Exercise instructions – Only the text of the records, copied exactly, is wanted; no pictures.

Start of Block

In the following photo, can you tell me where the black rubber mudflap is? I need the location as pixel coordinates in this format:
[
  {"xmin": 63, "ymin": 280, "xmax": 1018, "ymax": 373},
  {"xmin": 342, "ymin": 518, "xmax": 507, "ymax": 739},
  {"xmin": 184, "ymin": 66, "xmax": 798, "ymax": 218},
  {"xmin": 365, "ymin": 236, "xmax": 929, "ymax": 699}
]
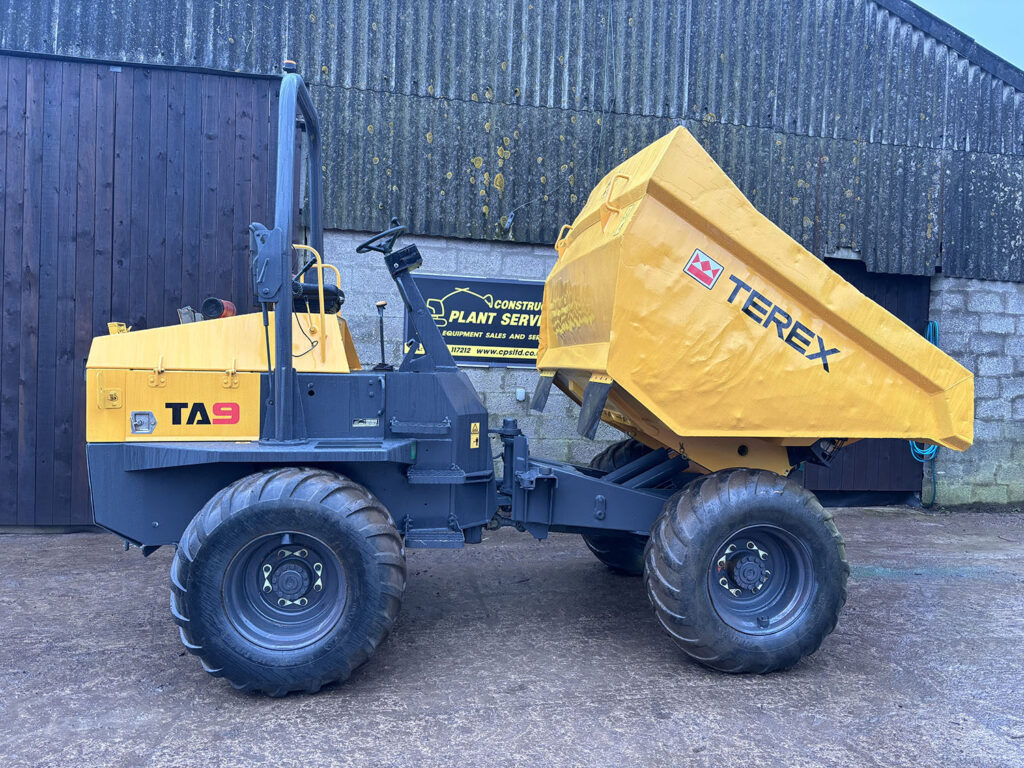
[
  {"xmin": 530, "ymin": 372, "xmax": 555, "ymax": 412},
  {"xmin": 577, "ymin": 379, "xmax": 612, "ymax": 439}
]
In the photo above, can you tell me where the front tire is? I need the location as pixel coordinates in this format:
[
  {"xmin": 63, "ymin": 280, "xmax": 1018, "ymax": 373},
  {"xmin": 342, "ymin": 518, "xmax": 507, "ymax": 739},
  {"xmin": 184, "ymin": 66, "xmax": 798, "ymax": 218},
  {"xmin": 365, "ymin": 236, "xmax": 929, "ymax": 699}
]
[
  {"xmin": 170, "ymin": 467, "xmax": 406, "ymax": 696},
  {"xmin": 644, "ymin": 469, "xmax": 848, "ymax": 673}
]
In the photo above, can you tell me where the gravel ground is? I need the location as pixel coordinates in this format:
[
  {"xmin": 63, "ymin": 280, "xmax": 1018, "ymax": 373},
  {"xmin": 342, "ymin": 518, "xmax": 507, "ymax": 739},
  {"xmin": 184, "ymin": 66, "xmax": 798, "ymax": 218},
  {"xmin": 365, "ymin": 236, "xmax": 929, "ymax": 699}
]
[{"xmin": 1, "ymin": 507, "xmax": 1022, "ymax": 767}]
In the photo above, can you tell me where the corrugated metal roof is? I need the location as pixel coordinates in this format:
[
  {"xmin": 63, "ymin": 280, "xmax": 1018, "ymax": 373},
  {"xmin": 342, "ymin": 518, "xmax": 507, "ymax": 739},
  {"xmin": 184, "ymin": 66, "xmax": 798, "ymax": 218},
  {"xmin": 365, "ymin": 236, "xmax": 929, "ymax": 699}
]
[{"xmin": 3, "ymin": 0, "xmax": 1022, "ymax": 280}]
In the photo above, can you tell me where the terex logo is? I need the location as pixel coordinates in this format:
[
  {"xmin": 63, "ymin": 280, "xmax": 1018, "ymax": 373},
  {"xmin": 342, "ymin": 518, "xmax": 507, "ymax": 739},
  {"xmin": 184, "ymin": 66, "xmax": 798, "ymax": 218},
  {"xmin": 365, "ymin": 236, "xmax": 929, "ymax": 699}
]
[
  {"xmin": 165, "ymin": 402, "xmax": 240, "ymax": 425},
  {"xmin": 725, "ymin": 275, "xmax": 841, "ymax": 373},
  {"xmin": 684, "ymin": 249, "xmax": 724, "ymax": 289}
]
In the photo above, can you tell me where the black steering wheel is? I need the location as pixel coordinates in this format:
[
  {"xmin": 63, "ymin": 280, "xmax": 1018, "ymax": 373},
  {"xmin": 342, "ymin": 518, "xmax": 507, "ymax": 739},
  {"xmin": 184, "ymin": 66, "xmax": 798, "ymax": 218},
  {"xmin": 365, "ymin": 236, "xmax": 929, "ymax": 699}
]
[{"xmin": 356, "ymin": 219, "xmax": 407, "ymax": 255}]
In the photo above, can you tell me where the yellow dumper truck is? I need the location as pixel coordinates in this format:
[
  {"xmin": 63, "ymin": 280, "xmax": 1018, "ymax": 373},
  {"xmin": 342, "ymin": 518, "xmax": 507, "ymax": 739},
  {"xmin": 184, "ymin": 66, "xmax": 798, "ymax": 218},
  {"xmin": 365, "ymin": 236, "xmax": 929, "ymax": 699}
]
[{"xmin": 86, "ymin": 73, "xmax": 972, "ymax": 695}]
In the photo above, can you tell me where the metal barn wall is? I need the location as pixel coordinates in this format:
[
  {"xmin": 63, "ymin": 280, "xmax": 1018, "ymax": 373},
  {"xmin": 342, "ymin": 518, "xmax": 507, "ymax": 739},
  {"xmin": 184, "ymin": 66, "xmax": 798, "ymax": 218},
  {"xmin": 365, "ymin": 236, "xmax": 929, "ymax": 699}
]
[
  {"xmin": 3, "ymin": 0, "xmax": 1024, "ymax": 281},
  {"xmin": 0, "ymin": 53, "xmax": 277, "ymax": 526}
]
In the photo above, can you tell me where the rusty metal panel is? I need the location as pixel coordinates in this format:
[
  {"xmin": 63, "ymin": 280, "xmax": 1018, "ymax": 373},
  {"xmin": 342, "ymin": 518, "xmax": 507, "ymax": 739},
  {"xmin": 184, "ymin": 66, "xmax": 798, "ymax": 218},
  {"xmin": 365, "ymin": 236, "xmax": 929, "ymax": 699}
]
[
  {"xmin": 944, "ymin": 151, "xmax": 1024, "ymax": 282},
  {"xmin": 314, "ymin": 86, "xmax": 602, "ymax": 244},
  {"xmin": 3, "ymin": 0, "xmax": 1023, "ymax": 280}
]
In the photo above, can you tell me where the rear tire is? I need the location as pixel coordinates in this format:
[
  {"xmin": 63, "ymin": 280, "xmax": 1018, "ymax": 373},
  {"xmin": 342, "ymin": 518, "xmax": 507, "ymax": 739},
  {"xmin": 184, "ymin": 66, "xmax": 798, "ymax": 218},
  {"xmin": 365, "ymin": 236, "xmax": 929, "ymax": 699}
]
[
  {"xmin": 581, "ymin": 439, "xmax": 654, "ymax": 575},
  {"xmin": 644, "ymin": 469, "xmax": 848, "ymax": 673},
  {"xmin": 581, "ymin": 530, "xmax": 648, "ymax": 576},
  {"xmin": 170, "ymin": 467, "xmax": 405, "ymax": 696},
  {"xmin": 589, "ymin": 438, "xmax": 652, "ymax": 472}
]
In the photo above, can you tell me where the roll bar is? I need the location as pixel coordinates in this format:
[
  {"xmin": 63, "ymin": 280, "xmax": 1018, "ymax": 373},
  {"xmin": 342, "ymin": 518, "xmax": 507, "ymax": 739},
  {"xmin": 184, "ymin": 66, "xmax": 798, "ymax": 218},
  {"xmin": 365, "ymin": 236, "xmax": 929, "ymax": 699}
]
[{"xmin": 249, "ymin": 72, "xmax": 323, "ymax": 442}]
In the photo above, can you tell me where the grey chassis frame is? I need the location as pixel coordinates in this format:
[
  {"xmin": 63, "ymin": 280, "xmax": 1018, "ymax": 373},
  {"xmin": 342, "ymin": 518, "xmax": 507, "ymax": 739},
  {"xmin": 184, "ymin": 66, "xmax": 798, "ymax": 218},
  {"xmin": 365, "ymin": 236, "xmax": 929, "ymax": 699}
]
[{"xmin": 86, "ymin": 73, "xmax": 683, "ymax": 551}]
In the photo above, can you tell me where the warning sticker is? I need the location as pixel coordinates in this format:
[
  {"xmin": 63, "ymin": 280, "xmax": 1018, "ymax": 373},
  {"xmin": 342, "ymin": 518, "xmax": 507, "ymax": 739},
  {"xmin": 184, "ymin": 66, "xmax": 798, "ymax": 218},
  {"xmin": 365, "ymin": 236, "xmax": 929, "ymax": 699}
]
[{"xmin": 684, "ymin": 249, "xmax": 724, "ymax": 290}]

End of Block

Exercise response –
In the following photo, can you tell me where the black rubber mudflap is? I need the location as pixel coordinates in this format:
[
  {"xmin": 63, "ymin": 280, "xmax": 1018, "ymax": 373},
  {"xmin": 342, "ymin": 518, "xmax": 507, "ymax": 739},
  {"xmin": 184, "ymin": 66, "xmax": 798, "ymax": 218},
  {"xmin": 365, "ymin": 236, "xmax": 929, "ymax": 699}
]
[
  {"xmin": 530, "ymin": 372, "xmax": 555, "ymax": 412},
  {"xmin": 577, "ymin": 379, "xmax": 612, "ymax": 439}
]
In the photo above, can you tell me where the front tire is? I need the location as pixel coordinates in this format:
[
  {"xmin": 63, "ymin": 280, "xmax": 1018, "ymax": 373},
  {"xmin": 342, "ymin": 518, "xmax": 507, "ymax": 739},
  {"xmin": 184, "ymin": 66, "xmax": 798, "ymax": 218},
  {"xmin": 365, "ymin": 236, "xmax": 929, "ymax": 699}
]
[
  {"xmin": 170, "ymin": 467, "xmax": 406, "ymax": 696},
  {"xmin": 644, "ymin": 469, "xmax": 848, "ymax": 673}
]
In the photo above, can you tell me where the gravel ground is? I need the location as pixel coordinates in this format:
[
  {"xmin": 63, "ymin": 280, "xmax": 1018, "ymax": 373},
  {"xmin": 342, "ymin": 518, "xmax": 507, "ymax": 739},
  {"xmin": 184, "ymin": 66, "xmax": 798, "ymax": 218},
  {"xmin": 365, "ymin": 236, "xmax": 929, "ymax": 699}
]
[{"xmin": 1, "ymin": 507, "xmax": 1022, "ymax": 767}]
In the photo above, can you tell me where the corrugated metal roof is? I need the location as pixel coordinates in this format:
[
  {"xmin": 63, "ymin": 280, "xmax": 1018, "ymax": 373},
  {"xmin": 342, "ymin": 518, "xmax": 507, "ymax": 739},
  {"xmin": 184, "ymin": 66, "xmax": 798, "ymax": 218},
  {"xmin": 365, "ymin": 236, "xmax": 929, "ymax": 699}
]
[{"xmin": 3, "ymin": 0, "xmax": 1022, "ymax": 280}]
In the photo above, can you tell me where the terex logo is? I need the location as pixel coordinates in this format:
[
  {"xmin": 63, "ymin": 280, "xmax": 1018, "ymax": 373},
  {"xmin": 342, "ymin": 518, "xmax": 507, "ymax": 739},
  {"xmin": 184, "ymin": 66, "xmax": 798, "ymax": 218},
  {"xmin": 365, "ymin": 236, "xmax": 929, "ymax": 699}
]
[
  {"xmin": 165, "ymin": 402, "xmax": 240, "ymax": 425},
  {"xmin": 725, "ymin": 275, "xmax": 841, "ymax": 373},
  {"xmin": 684, "ymin": 249, "xmax": 724, "ymax": 289}
]
In the photo above, can you tell me where the black steering wheel is? I need the location as pixel coordinates in this format:
[
  {"xmin": 63, "ymin": 280, "xmax": 1018, "ymax": 373},
  {"xmin": 342, "ymin": 518, "xmax": 507, "ymax": 739},
  {"xmin": 184, "ymin": 66, "xmax": 798, "ymax": 218},
  {"xmin": 365, "ymin": 236, "xmax": 929, "ymax": 699}
]
[{"xmin": 356, "ymin": 219, "xmax": 407, "ymax": 255}]
In the photo above, can you tell me where the yellow dumper truck is? I need the location as pixel coordinates in this format:
[
  {"xmin": 63, "ymin": 280, "xmax": 1018, "ymax": 373},
  {"xmin": 342, "ymin": 518, "xmax": 507, "ymax": 739},
  {"xmin": 184, "ymin": 66, "xmax": 798, "ymax": 218},
  {"xmin": 365, "ymin": 236, "xmax": 929, "ymax": 699}
]
[{"xmin": 86, "ymin": 73, "xmax": 972, "ymax": 695}]
In the photo above, can you tell me where the metal barn wall is? I need the location as pixel coordinates in this format:
[
  {"xmin": 63, "ymin": 280, "xmax": 1018, "ymax": 373},
  {"xmin": 342, "ymin": 518, "xmax": 507, "ymax": 739},
  {"xmin": 184, "ymin": 66, "xmax": 798, "ymax": 218},
  {"xmin": 365, "ymin": 236, "xmax": 929, "ymax": 699}
]
[
  {"xmin": 3, "ymin": 0, "xmax": 1024, "ymax": 281},
  {"xmin": 0, "ymin": 53, "xmax": 277, "ymax": 526}
]
In the photo above, can you tell me where the rusty metal panel is? I need the location as pixel coordinates in this format:
[
  {"xmin": 63, "ymin": 280, "xmax": 1018, "ymax": 373},
  {"xmin": 342, "ymin": 518, "xmax": 507, "ymax": 739},
  {"xmin": 184, "ymin": 66, "xmax": 798, "ymax": 218},
  {"xmin": 365, "ymin": 236, "xmax": 929, "ymax": 699}
]
[
  {"xmin": 944, "ymin": 151, "xmax": 1024, "ymax": 282},
  {"xmin": 314, "ymin": 86, "xmax": 602, "ymax": 244},
  {"xmin": 3, "ymin": 0, "xmax": 1023, "ymax": 280}
]
In the photo above, can you tell me where the rear tire is? I need the location as pixel coordinates in this format:
[
  {"xmin": 63, "ymin": 280, "xmax": 1018, "ymax": 373},
  {"xmin": 342, "ymin": 518, "xmax": 507, "ymax": 739},
  {"xmin": 184, "ymin": 66, "xmax": 798, "ymax": 218},
  {"xmin": 365, "ymin": 236, "xmax": 929, "ymax": 699}
]
[
  {"xmin": 581, "ymin": 439, "xmax": 654, "ymax": 575},
  {"xmin": 644, "ymin": 469, "xmax": 848, "ymax": 673},
  {"xmin": 581, "ymin": 530, "xmax": 648, "ymax": 576},
  {"xmin": 170, "ymin": 467, "xmax": 405, "ymax": 696},
  {"xmin": 589, "ymin": 438, "xmax": 652, "ymax": 472}
]
In the photo above, can you tell me where the roll bar is? I need the location as pixel coordinates in this format:
[
  {"xmin": 63, "ymin": 280, "xmax": 1018, "ymax": 373},
  {"xmin": 342, "ymin": 518, "xmax": 507, "ymax": 739},
  {"xmin": 184, "ymin": 66, "xmax": 798, "ymax": 218},
  {"xmin": 365, "ymin": 236, "xmax": 929, "ymax": 699}
]
[{"xmin": 249, "ymin": 72, "xmax": 323, "ymax": 442}]
In the photo above, can you tell me where the grey chassis frame is? I need the location as pixel coordinates in this format:
[
  {"xmin": 63, "ymin": 280, "xmax": 1018, "ymax": 373},
  {"xmin": 342, "ymin": 518, "xmax": 507, "ymax": 739},
  {"xmin": 184, "ymin": 66, "xmax": 798, "ymax": 218},
  {"xmin": 365, "ymin": 236, "xmax": 929, "ymax": 699}
]
[{"xmin": 86, "ymin": 73, "xmax": 683, "ymax": 551}]
In the photo above, can you tell me where the warning sticker is? I need the location as pixel coordinates in this format:
[
  {"xmin": 63, "ymin": 280, "xmax": 1018, "ymax": 373},
  {"xmin": 342, "ymin": 518, "xmax": 507, "ymax": 739},
  {"xmin": 184, "ymin": 66, "xmax": 798, "ymax": 218},
  {"xmin": 365, "ymin": 236, "xmax": 929, "ymax": 699}
]
[{"xmin": 684, "ymin": 249, "xmax": 724, "ymax": 290}]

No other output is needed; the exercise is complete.